===== DATA PROVIDED =====

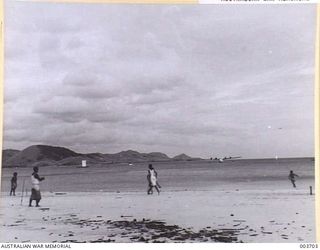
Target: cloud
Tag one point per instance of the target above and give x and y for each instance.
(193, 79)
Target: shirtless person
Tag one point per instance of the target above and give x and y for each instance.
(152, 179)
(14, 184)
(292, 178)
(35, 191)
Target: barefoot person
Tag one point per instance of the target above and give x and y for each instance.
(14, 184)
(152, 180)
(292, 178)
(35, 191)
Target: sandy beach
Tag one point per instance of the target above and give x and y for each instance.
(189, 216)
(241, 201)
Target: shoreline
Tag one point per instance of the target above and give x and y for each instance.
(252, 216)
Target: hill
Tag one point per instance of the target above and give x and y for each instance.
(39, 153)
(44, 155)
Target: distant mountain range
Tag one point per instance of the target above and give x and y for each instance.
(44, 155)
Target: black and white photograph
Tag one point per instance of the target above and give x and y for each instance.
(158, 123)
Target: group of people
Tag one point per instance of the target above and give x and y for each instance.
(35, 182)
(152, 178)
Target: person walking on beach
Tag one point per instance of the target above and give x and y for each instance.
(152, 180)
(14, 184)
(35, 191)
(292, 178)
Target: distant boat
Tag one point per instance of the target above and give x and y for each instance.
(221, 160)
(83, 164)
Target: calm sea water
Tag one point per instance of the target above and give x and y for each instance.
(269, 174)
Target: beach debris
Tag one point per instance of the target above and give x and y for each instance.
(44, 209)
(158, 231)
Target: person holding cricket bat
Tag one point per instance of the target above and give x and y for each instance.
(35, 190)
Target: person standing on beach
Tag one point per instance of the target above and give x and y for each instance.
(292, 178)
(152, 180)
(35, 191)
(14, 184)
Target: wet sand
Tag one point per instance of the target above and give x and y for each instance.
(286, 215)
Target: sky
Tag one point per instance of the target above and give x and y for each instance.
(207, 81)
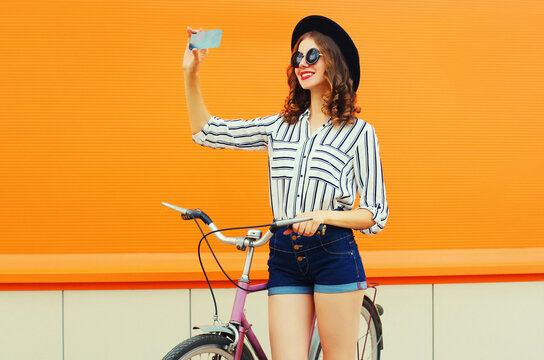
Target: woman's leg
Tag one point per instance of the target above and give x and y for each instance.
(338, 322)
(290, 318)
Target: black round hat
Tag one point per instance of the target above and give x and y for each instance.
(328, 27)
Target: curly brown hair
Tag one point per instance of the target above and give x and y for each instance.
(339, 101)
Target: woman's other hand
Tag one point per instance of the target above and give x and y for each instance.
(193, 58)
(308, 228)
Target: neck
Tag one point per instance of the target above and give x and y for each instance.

=====

Only the lines from the one containing "Target: black round hat" through the last line of the records are to be set down, exactly as they appear.

Target: black round hat
Tag one point per instance of the target above and give x and y for each instance.
(328, 27)
Target: curly brown hair
Tag one point per instance of the target above and give x and y for each instance.
(339, 101)
Target: woman's other hand
Tag one point per instance of the target above and give x and y for each instance.
(193, 58)
(308, 228)
Target: neck
Tag one point per instance of the target above and give x and y for each instance.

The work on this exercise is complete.